The cerebellum is above the brain stem and it coordinates muscle movements and balance.

The largest part of the brain is the cerebrum and is divided into right and left hemispheres.  This part of the brain is associated with higher brain function including thinking, memory, and emotion.  It is filled with approximately 100 billion neurons which are elongated nerve cells that transmit signals to each other through electrical and chemical signals.  The communication between these cells enable us to think, have emotion, react to stimuli, and remember.  These cells are very small, about 30,000 neurons can fit on the head of a pin, and can only be observed under strong microscopes.

The brain has the consistency of firm jelly.  It floats in fluid, called cerebra spinal fluid, which acts as a shock absorber.  It is also surrounded by protective tissue called meninges.  Outside of the meninges, the brain is surrounded by the skull.


Despite its protective coating, the brain can suffer injury when the head suffers a blow or the head is thrown forward and backward quickly, as can happen in a car wreck.  The brain is subject to the same laws of physics as everything else, and when a person is in a car wreck at 45 mph and comes to a sudden and violent stop, the brain continues its motion until it, too stops, by striking the inside of the skull.

When the brain impacts the skull, a mild traumatic brain injury can occur.  Some of those billions of neurons can be damaged, the axons of the nerve cell can be bent or broken, and the ability of the brain cells to “talk to” each other can become impaired.  When this type of injury happens, the person may have difficulty talking, remembering information, or controlling emotions.

### PROBLEM DESCRIPTION
Resume the passage on the brain and mild traumatic brain injury, starting right after its final sentence ("...the person may have difficulty talking, remembering information, or controlling emotions.").

### EXTRACTED MATERIAL
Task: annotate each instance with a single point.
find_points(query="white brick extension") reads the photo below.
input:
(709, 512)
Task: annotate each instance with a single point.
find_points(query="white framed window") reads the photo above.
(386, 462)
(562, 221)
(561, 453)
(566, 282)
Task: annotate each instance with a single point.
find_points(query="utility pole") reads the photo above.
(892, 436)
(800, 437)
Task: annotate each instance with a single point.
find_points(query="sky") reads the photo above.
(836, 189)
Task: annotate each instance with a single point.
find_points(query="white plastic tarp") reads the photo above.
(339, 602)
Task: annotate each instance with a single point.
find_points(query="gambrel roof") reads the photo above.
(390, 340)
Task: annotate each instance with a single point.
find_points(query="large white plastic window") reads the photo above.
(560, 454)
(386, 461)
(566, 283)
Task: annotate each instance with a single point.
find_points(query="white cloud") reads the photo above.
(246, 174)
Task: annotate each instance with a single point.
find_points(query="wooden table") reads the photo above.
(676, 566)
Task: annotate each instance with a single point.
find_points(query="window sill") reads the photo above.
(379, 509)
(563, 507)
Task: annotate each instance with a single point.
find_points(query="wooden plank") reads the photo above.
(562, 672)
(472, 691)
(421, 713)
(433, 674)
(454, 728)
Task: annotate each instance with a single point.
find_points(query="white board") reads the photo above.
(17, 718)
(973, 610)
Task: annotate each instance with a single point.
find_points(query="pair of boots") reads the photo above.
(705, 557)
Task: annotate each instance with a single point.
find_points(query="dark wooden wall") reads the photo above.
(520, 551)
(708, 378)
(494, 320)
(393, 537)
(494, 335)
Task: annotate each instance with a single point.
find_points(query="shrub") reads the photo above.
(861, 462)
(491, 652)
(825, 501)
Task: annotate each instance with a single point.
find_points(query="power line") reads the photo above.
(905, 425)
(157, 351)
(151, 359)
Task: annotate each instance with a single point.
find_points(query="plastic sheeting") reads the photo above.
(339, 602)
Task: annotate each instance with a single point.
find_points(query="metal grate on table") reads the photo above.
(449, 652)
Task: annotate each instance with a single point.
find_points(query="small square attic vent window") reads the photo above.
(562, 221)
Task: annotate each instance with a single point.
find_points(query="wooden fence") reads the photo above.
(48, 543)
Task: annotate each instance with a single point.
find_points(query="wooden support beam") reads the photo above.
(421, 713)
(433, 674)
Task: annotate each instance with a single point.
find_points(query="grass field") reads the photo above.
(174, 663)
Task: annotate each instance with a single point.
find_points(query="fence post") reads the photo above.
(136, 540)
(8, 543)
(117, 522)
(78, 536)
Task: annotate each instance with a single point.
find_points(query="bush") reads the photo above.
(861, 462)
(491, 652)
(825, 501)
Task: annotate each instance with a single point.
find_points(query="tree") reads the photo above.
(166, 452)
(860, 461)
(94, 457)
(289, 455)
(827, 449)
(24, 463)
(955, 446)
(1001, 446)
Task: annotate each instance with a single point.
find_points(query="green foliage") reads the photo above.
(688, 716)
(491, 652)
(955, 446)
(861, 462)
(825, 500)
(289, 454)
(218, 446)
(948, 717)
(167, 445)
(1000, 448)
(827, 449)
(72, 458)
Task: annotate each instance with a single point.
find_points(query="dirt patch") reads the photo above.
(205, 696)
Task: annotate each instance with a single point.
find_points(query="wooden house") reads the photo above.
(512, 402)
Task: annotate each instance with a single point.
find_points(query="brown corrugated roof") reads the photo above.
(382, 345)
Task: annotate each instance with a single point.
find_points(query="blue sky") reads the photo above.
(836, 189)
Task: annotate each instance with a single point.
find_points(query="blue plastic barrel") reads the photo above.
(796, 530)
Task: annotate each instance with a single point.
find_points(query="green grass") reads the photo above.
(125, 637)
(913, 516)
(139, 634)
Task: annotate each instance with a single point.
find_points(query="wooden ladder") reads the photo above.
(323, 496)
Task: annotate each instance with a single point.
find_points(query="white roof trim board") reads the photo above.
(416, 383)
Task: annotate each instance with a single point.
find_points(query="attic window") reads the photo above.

### ANSWER TO THE PROBLEM
Each brain injury is unique.  Like a fingerprint, as each person has a unique brain, each person’s symptoms of and reaction to a mTBI is different.  However, some common symptoms include:

  • Loss of consciousness
  • Seeing stars
  • Confusion
  • Loss of appetite
  • Irritability
  • Nausea
  • Sensitivity to Light/ Noise
  • Blurred vision
  • Headache
  • Fatigue
  • Loss of sense of smell

Symptoms that might manifest themselves at a later date include:

  • Difficulty following conversations
  • Struggling to find the right word
  • Mood swings
  • Difficulty with short term memory
  • Sleep disturbance
  • Lashing out and yelling at family members
  • Withdrawal and disengaging from social situations and friends and family

Why can’t we see a mTBI on an x-ray, CT scan or MRI?

X-rays, CT scans, or MRIs are very good tools at getting a picture of the human body.  Think of these tools as good digital cameras taking pictures of inside of the body.  They can spot diseases, broken bones, and internal organ damage.  They help doctors see inside a patient’s body without having to cut open the body and look for themselves.

What these tools cannot do, however, is see the body’s cells up close.  Instead of the digital camera, due to the very small size of neurons, a doctor needs a microscope, and a very powerful microscope at that.  Because we cannot take brain cells out of the brain and look at them under a microscope, mTBI cannot currently be diagnosed with scans or blood testing on a living patient.     Researchers are working on ways to find mTBI by blood testing, by tracing protein levels (Tau proteins), but this research is still in development and not available to the public.


The outcome of a person who suffers a mild traumatic brain injury can be difficult to predict.  As each brain injury is different and unique, a person’s ability to recover is unique.  However, certain factors can make a good recovery more likely.  Younger individuals, for example, are more likely to recover from brain injury than older individuals.  Obtaining therapies from a qualified speech therapist can also help.  An injured patient is also more likely to recover if they obtain competent medical care following their accident.  Many people make a full recovery.  However, some injured people do not.  Doctors predict that most of an injured person’s recovery from a mild traumatic brain injury will occur within the first year after the accident.  After that point, recovery is not as certain.  Additionally, persons suffering from mTBI are at higher risk for developing dementia and Alzheimer’s disease later in life.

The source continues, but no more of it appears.